### TASK DESCRIPTION:
Please repeat everything from the start of the records down to the line containing "[[104, 63]]", both included, requests too, with every point coordinate in the answers multiplied by 2.6 and rounded to whole numbers, halves rounded up. Leave the numbers in the requests and their sample formats unchanged, and omit the pictures.

### RECORDS TO USE:

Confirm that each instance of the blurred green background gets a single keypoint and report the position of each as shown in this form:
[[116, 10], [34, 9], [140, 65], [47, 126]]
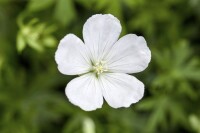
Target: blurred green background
[[32, 98]]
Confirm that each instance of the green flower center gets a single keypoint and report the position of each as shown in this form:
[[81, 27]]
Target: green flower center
[[99, 67]]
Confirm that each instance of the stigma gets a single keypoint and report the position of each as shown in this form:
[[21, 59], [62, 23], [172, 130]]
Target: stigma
[[100, 67]]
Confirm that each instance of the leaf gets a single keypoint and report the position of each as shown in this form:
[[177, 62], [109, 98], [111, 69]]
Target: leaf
[[65, 12], [21, 44], [38, 5]]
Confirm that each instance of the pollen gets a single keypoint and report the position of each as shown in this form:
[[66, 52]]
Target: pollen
[[100, 67]]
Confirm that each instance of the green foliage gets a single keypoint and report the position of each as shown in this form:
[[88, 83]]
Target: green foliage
[[32, 98]]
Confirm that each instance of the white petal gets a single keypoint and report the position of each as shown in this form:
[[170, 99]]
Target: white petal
[[84, 92], [100, 32], [130, 54], [71, 56], [121, 90]]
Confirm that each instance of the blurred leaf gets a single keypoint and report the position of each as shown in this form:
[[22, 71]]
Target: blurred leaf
[[38, 5], [65, 12], [21, 44]]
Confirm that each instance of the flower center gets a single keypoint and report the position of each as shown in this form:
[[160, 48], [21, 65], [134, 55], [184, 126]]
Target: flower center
[[99, 67]]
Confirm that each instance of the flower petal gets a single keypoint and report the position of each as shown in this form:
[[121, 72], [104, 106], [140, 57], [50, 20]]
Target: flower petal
[[71, 56], [121, 90], [85, 92], [130, 54], [100, 32]]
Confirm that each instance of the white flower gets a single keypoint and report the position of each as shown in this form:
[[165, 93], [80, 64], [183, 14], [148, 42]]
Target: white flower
[[104, 63]]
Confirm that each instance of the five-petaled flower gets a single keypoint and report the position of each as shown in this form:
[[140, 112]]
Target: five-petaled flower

### FULL RESPONSE:
Confirm that each instance of the blurred green background gets a single keypoint and report the position of each as shown in this form:
[[116, 10], [34, 9], [140, 65], [47, 126]]
Target: blurred green background
[[83, 255]]
Confirm that each instance of the green flower center gets a single keypoint and report the position of each as shown in this form:
[[81, 27]]
Target: green flower center
[[257, 174]]
Confirm that each instance of the stigma gets a single keypoint and report the position of each as shown in this form:
[[21, 59], [62, 23], [172, 130]]
Target: stigma
[[260, 174]]
Confirm that each instance of the leaf gets a single keypoint and report the position of each as shown in this form:
[[177, 62], [109, 98], [111, 69]]
Target: leaf
[[169, 31], [55, 114], [99, 13]]
Confirm that each instance of the pollen gets a single keypoint and report the position of each as shown in this form:
[[66, 52]]
Target: pollen
[[260, 174]]
Confirm that each instance of the green foliage gets a single keypoint and report the position of each as shown in this form:
[[88, 83]]
Target: green foliage
[[83, 255]]
Confirm that each instance of the white petal gets a single keypoint and report the position of each as shown in this form:
[[170, 99]]
Target: white petal
[[218, 239], [260, 83], [338, 140], [185, 146], [315, 234]]
Confirm that each instance of the blurred leaf gets a single keypoint and report the position of each as shown in this form:
[[22, 71]]
Target: blurred leaf
[[99, 13], [169, 31], [55, 114]]
Confirm that each instance of the flower center gets a single keypoint and report the position of each as shown in this form:
[[160, 48], [21, 65], [134, 55], [184, 126]]
Target: flower center
[[257, 174]]
Confirm that each instance of the flower petal gets a single keypoint and report the position of each as shown in this form:
[[121, 72], [104, 106], [140, 57], [50, 20]]
Target: flower petal
[[185, 146], [315, 234], [221, 239], [338, 140], [260, 83]]
Confirm that each instance of the white flower gets a single keypoint and report the position of each as shown in this form:
[[165, 93], [80, 64], [183, 14], [148, 42]]
Target: white flower
[[270, 164]]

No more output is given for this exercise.